• [WORK INSTRUCTIONS]:
Retype all of the entries below word for word, but drop the picture lines.

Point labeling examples
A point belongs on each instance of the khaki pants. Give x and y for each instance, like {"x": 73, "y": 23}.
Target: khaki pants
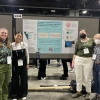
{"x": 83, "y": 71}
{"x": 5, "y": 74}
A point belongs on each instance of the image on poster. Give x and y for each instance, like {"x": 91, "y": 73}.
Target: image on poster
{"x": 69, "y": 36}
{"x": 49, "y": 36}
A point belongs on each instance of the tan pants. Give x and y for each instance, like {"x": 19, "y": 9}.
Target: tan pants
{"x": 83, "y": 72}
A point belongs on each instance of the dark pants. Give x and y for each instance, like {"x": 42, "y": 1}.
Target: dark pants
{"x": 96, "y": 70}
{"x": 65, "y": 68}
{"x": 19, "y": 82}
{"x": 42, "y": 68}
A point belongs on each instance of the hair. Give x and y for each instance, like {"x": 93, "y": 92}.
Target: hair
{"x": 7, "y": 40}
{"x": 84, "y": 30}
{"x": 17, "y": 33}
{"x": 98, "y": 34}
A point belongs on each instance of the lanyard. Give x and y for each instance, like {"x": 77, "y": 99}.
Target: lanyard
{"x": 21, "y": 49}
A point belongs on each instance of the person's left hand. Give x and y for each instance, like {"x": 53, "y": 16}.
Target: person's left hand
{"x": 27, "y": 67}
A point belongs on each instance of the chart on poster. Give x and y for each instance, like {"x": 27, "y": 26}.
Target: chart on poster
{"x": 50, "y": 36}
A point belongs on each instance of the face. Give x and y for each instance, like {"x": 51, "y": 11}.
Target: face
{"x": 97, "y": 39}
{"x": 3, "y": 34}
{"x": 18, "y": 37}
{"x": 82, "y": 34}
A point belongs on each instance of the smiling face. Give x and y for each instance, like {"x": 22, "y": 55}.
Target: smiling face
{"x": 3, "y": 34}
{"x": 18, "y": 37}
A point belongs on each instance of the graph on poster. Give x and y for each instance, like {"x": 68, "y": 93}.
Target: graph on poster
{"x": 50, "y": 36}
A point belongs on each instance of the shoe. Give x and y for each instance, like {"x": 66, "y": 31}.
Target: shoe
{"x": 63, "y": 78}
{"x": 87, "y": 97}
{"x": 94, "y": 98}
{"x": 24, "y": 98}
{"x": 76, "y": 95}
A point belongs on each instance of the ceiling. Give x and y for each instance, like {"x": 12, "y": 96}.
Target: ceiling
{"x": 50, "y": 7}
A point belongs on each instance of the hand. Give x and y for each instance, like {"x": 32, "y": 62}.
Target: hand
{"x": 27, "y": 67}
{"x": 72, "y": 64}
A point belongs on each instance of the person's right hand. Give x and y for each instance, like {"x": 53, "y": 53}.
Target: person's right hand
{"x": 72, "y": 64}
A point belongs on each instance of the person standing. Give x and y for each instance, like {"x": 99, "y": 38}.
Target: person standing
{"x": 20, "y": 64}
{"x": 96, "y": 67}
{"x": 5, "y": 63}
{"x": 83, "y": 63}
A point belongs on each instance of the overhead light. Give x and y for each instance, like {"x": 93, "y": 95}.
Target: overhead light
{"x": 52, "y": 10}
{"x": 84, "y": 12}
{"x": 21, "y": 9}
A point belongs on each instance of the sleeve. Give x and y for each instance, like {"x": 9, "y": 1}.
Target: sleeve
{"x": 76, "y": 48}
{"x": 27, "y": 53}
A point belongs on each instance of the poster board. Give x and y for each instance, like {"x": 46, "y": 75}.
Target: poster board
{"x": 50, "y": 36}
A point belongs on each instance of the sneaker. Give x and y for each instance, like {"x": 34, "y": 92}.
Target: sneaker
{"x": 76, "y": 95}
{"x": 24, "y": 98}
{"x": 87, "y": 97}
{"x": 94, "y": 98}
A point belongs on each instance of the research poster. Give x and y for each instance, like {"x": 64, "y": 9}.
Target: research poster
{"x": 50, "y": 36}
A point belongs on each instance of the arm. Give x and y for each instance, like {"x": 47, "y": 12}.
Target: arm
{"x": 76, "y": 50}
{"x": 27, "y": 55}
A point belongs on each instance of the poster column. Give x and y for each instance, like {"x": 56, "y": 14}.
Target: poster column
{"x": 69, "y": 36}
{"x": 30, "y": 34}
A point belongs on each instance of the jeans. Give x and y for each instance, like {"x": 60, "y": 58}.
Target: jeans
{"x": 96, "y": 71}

• [WORKED SOLUTION]:
A point belongs on each instance of the khaki pants. Give x and y for each instance, like {"x": 73, "y": 23}.
Target: khaki pants
{"x": 83, "y": 71}
{"x": 5, "y": 74}
A point belongs on each instance of the image on poster. Give x and y for each instance, like {"x": 91, "y": 73}.
Target: image on poster
{"x": 69, "y": 36}
{"x": 49, "y": 36}
A point belongs on each instance of the tan pants. Give x and y for each instance, like {"x": 19, "y": 9}.
Target: tan pants
{"x": 83, "y": 72}
A point belongs on each instance of the dark pants. Give x and y for each instance, like {"x": 42, "y": 1}.
Target: dark pants
{"x": 96, "y": 70}
{"x": 65, "y": 68}
{"x": 19, "y": 82}
{"x": 42, "y": 68}
A point belongs on each instance of the hair. Give x and y for each instance, like {"x": 93, "y": 92}.
Target: hair
{"x": 7, "y": 40}
{"x": 84, "y": 30}
{"x": 17, "y": 33}
{"x": 98, "y": 34}
A point belongs on each instance of the lanyard. Give x and y for each instance, like {"x": 77, "y": 99}.
Target: lanyard
{"x": 21, "y": 49}
A point belongs on each instance of the person's left hand. Give x and y for each instance, like {"x": 53, "y": 16}.
Target: person's left hand
{"x": 27, "y": 67}
A point belongs on each instance of the chart on poster. Give x and y for each instance, like {"x": 27, "y": 26}.
Target: chart on poster
{"x": 50, "y": 36}
A point belongs on each instance of the face. Give x and y for each instance, like {"x": 51, "y": 11}.
Target: face
{"x": 97, "y": 39}
{"x": 3, "y": 34}
{"x": 18, "y": 37}
{"x": 82, "y": 34}
A point belongs on each instance of the smiling face. Give x and y for each instance, like {"x": 22, "y": 55}.
Target: smiling face
{"x": 3, "y": 34}
{"x": 18, "y": 37}
A point belongs on each instance of the graph on poster. Give x and y for each instance, like {"x": 68, "y": 93}.
Target: graph on poster
{"x": 50, "y": 36}
A point belongs on each instance of the shoe. Give x and y for each instance, like {"x": 66, "y": 31}.
Target: shoe
{"x": 63, "y": 78}
{"x": 87, "y": 97}
{"x": 94, "y": 98}
{"x": 24, "y": 98}
{"x": 76, "y": 95}
A point belongs on each instance of the ceiling. Give x and y for each instance, like {"x": 12, "y": 96}.
Target: ceiling
{"x": 50, "y": 7}
A point belongs on each instance of the hand. Give x and y for each instance, like {"x": 32, "y": 62}.
Target: hand
{"x": 27, "y": 67}
{"x": 72, "y": 64}
A point belongs on each instance of the person's right hand. Give x and y for each instance, like {"x": 53, "y": 53}.
Target: person's right hand
{"x": 72, "y": 64}
A point belongs on each instance of the person standing. Give x and y for each instance, like {"x": 99, "y": 38}.
Target: person standing
{"x": 20, "y": 64}
{"x": 96, "y": 67}
{"x": 5, "y": 63}
{"x": 83, "y": 63}
A point belongs on each instance of the overhead light. Give x and y for each instance, like {"x": 93, "y": 95}.
Target: overhead light
{"x": 52, "y": 10}
{"x": 84, "y": 12}
{"x": 21, "y": 9}
A point belongs on each instance of the sleeve. Give x and y for each instance, like {"x": 9, "y": 1}.
Target: sleeve
{"x": 76, "y": 48}
{"x": 27, "y": 53}
A point belongs on each instance of the poster board. Give x and y for each instance, like {"x": 46, "y": 75}.
Target: poster board
{"x": 50, "y": 36}
A point belongs on each instance of the sneaker. Give x and y for each instance, like {"x": 34, "y": 92}.
Target: sneaker
{"x": 76, "y": 95}
{"x": 24, "y": 98}
{"x": 87, "y": 97}
{"x": 94, "y": 98}
A point belongs on each instance of the research poster. Give x and y for each instance, like {"x": 64, "y": 9}.
Target: research poster
{"x": 50, "y": 36}
A point belongs on each instance of the arm. Give x and y for each instance, like {"x": 47, "y": 12}.
Target: arm
{"x": 76, "y": 50}
{"x": 27, "y": 55}
A point belongs on each instance of the poster column. Give x and y for each instance, like {"x": 56, "y": 14}.
Target: poster column
{"x": 69, "y": 36}
{"x": 30, "y": 34}
A point belongs on each instance of the jeans. Give x and y for each instance, like {"x": 60, "y": 58}.
Target: jeans
{"x": 96, "y": 71}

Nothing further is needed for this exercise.